_Dataset_

————————

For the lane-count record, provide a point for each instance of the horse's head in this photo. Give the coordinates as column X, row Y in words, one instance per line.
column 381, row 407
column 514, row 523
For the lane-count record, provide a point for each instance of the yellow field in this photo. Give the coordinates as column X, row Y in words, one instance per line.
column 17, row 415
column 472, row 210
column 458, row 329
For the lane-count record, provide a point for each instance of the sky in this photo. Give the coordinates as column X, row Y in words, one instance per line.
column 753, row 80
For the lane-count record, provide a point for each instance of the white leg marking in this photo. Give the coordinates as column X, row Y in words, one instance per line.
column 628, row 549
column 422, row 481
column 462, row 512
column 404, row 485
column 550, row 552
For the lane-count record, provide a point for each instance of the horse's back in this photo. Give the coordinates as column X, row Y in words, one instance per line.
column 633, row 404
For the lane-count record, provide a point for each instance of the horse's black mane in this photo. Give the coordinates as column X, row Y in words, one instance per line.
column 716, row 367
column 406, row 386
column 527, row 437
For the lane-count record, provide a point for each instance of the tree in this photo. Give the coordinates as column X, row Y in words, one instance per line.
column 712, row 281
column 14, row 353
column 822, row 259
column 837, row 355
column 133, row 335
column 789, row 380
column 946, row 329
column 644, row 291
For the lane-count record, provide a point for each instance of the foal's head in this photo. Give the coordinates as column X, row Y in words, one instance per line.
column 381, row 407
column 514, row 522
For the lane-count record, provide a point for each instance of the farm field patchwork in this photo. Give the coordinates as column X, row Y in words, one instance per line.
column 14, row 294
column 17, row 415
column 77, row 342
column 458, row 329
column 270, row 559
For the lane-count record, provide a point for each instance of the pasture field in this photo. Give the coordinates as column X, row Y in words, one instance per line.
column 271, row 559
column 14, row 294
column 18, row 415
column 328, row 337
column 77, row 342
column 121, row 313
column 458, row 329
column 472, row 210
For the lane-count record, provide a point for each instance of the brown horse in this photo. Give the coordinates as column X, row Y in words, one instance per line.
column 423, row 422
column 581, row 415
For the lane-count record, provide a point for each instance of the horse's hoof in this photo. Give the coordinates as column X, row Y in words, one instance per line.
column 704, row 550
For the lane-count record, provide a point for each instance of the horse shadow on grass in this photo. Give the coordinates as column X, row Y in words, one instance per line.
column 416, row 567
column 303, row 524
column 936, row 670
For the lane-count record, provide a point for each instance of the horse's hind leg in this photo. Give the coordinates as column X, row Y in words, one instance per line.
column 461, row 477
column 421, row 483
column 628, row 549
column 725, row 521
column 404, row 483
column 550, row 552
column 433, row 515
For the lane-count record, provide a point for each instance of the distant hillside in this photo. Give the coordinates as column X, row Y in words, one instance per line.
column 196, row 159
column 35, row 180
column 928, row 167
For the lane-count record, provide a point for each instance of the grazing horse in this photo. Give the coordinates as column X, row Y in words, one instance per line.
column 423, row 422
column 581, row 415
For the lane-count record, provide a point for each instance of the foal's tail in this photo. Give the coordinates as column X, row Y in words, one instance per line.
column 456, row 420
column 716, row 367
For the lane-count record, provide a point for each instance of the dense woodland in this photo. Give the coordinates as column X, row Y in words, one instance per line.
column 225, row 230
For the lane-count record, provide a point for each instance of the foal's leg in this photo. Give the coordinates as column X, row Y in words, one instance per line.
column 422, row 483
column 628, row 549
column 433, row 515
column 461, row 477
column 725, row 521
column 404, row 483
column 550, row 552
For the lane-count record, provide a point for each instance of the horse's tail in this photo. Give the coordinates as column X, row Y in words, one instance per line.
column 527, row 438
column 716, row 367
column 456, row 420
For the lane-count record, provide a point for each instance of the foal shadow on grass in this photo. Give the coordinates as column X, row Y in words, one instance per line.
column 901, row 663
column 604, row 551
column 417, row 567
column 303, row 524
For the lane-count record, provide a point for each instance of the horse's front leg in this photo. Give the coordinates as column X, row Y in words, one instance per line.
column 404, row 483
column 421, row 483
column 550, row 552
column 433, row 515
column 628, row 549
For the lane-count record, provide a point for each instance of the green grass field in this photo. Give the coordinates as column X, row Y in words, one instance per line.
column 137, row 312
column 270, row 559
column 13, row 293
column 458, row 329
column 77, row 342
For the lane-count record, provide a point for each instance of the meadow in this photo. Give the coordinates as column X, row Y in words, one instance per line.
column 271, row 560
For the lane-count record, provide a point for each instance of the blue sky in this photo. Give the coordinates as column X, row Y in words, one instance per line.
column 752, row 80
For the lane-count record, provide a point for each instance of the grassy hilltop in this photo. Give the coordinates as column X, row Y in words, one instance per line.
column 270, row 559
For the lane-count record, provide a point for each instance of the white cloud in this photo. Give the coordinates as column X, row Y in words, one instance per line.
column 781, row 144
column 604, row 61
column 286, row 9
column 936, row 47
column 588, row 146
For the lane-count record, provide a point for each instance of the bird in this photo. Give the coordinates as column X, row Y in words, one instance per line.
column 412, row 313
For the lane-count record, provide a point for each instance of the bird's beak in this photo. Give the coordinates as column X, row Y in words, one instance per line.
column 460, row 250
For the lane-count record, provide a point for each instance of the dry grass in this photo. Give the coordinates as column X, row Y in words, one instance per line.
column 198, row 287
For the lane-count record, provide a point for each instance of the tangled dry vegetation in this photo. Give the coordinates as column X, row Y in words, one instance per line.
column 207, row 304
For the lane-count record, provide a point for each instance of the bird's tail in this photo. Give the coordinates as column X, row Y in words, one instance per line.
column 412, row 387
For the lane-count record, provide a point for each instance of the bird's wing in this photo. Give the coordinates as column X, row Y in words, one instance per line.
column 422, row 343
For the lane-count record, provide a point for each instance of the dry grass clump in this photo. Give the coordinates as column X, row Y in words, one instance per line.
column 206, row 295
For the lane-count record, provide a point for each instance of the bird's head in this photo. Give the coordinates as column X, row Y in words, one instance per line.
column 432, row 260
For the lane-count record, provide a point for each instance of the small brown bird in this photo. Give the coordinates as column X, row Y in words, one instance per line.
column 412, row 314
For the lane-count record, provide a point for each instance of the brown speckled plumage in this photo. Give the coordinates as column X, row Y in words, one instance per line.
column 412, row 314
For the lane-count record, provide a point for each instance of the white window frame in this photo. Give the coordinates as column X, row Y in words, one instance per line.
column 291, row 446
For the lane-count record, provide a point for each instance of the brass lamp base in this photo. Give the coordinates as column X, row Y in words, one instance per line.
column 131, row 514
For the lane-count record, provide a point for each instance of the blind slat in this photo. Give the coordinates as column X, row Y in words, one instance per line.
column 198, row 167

————————

_Exercise objective_
Can you repeat all of the records above with "lane-count batch" substituted for every occurrence of "lane-count record", leaving everything else as it is?

_Answer to this task_
For the lane-count batch, provide a point for each instance of the horse's head in this photo. Give the coordinates as column X, row Y in words, one instance per line.
column 381, row 407
column 514, row 523
For the lane-count batch, provide a point for each instance of the yellow field in this photo. Give the coordinates as column X, row Y in words, one instance per line.
column 17, row 415
column 472, row 210
column 458, row 329
For the lane-count batch, provide a point for each instance of the sky in this photo. Give the coordinates as column X, row Y in words, one instance per line.
column 753, row 80
For the lane-count batch, provide a point for each instance of the white leg marking in this photo. Give the coordinates as column X, row Y in words, one instance per line.
column 628, row 549
column 422, row 481
column 462, row 512
column 404, row 485
column 550, row 552
For the lane-count batch, provide a point for each instance of the horse's back in this photo. Give the coordinates as column X, row Y in words, one instance per line.
column 633, row 404
For the lane-count batch, provide a point for each instance of the horse's black mane in this photo. Give the coordinates as column X, row Y in words, one instance per line.
column 716, row 367
column 406, row 386
column 527, row 437
For the lane-count batch, provide a point for each instance of the tree in this photo. Give the coordinates as column X, row Y in words, one instance per line.
column 712, row 281
column 14, row 353
column 822, row 259
column 837, row 355
column 133, row 335
column 789, row 380
column 946, row 329
column 644, row 291
For the lane-count batch, provide a point for each instance of the foal's head in this photo. Give the coordinates as column X, row Y in words, one instance per line.
column 381, row 407
column 514, row 522
For the lane-count batch, provide a point for each instance of the farm field patchwork in this photo. Give the coordinates as column X, row Y in words, one instance per line.
column 14, row 294
column 17, row 415
column 77, row 342
column 458, row 329
column 270, row 559
For the lane-count batch, provide a point for each instance of the pasture field in this photo. Give the coordinates as column X, row Y in words, one instance per line.
column 271, row 559
column 14, row 294
column 18, row 415
column 328, row 337
column 77, row 342
column 121, row 313
column 458, row 329
column 472, row 210
For the lane-count batch, provide a point for each instance of the brown horse in this photo. Give the coordinates as column X, row Y in words, one instance per line.
column 423, row 422
column 581, row 415
For the lane-count batch, provide a point for each instance of the horse's hoof in this photo. Give the coordinates as column X, row Y in words, one instance per line.
column 704, row 550
For the lane-count batch, provide a point for each instance of the horse shadow on grass in this photo. Give the coordinates as column X, row Y in words, one instance per line.
column 416, row 567
column 303, row 524
column 936, row 670
For the lane-count batch, provide a point for each instance of the horse's hind leg in this photo. Give the coordinates as column X, row Y in words, one instance per line.
column 461, row 477
column 421, row 483
column 628, row 549
column 725, row 521
column 404, row 483
column 550, row 552
column 433, row 515
For the lane-count batch, provide a point for each instance of the distant hillside in this photo. Give the coordinates as column X, row Y in words, one instance per line.
column 196, row 159
column 35, row 180
column 928, row 167
For the lane-count batch, provide a point for each instance of the grazing horse in this photo. Give the coordinates as column X, row Y in words, one instance per line.
column 423, row 422
column 581, row 415
For the lane-count batch, provide a point for each instance of the foal's tail in this photo. Give the coordinates as column X, row Y in words, one instance per line.
column 456, row 420
column 716, row 367
For the lane-count batch, provide a point for each instance of the dense woodland in this photo. Give the coordinates as column X, row Y in words, one instance per line.
column 225, row 230
For the lane-count batch, provide a point for each instance of the foal's leg in this photo. Give the coordinates as column X, row Y in words, one instance per line.
column 422, row 483
column 628, row 549
column 433, row 515
column 461, row 477
column 725, row 521
column 404, row 483
column 550, row 552
For the lane-count batch, provide a point for each instance of the horse's tail in this photo. Give the coordinates as column X, row Y in words, one instance per line.
column 527, row 438
column 716, row 367
column 456, row 420
For the lane-count batch, provide a point for each instance of the foal shadow on grass in this photo. Give the coordinates as column X, row Y in words, one instance per line.
column 901, row 663
column 604, row 551
column 417, row 567
column 303, row 524
For the lane-count batch, provide a point for each instance of the horse's front leg in this photo. Give the coordinates as column X, row Y in words, one instance per line.
column 404, row 483
column 421, row 483
column 550, row 552
column 433, row 515
column 628, row 549
For the lane-count batch, provide a point for each instance of the green grass field in this photo. Give the coordinates as column X, row Y in words, one instance per line.
column 137, row 312
column 270, row 559
column 13, row 293
column 458, row 329
column 77, row 342
For the lane-count batch, provide a point for each instance of the meadow in this photo. Give the coordinates as column X, row Y in words, one instance per line.
column 271, row 560
For the lane-count batch, provide a point for each instance of the blue sky in this photo. Give the coordinates as column X, row Y in words, one instance per line.
column 752, row 80
For the lane-count batch, provide a point for each instance of the grassy hilltop in this photo. Give the coordinates as column X, row Y in words, one instance per line.
column 270, row 559
For the lane-count batch, provide a point for each instance of the white cloud in this photo. Give the coordinates as column X, row Y in words, one instance per line.
column 781, row 144
column 604, row 61
column 286, row 9
column 936, row 47
column 588, row 146
For the lane-count batch, provide a point for each instance of the bird in this photo. Give the coordinates as column X, row Y in words, one instance per line.
column 412, row 313
For the lane-count batch, provide a point for each instance of the bird's beak in this photo. Give the coordinates as column X, row Y in words, one instance per line.
column 460, row 250
For the lane-count batch, provide a point for each instance of the dry grass in this photo. Give the coordinates as column X, row Y in words, one instance per line.
column 198, row 287
For the lane-count batch, provide a point for each instance of the tangled dry vegetation in this photo. Give the coordinates as column X, row Y in words, one instance per line.
column 207, row 304
For the lane-count batch, provide a point for each instance of the bird's tail in this photo. Give the coordinates as column X, row Y in words, one instance per line.
column 412, row 387
For the lane-count batch, provide a point for each instance of the bird's wing in this photo. Give the coordinates as column X, row Y in words, one instance per line.
column 422, row 343
For the lane-count batch, provide a point for each instance of the dry grass clump in this photo. Give the coordinates as column X, row Y in words, one instance per line.
column 206, row 295
For the lane-count batch, provide a point for each instance of the bird's head in this photo. Give the coordinates as column X, row Y in words, one instance per line.
column 432, row 260
For the lane-count batch, provide a point for each instance of the small brown bird in this photo. Give the coordinates as column X, row Y in words, one instance per line.
column 412, row 314
For the lane-count batch, provide a point for each instance of the brown speckled plumage in this photo. Give the coordinates as column X, row Y in words, one instance per line.
column 412, row 314
For the lane-count batch, provide a point for each instance of the white window frame in this photo. Give the coordinates as column X, row Y in words, one instance per line.
column 291, row 446
For the lane-count batch, provide a point for each instance of the brass lamp base in this photo. Give the coordinates as column X, row Y in words, one instance per line.
column 131, row 514
For the lane-count batch, provide a point for each instance of the blind slat in this photo. Give the coordinates as column X, row Y in words, one instance per line.
column 198, row 167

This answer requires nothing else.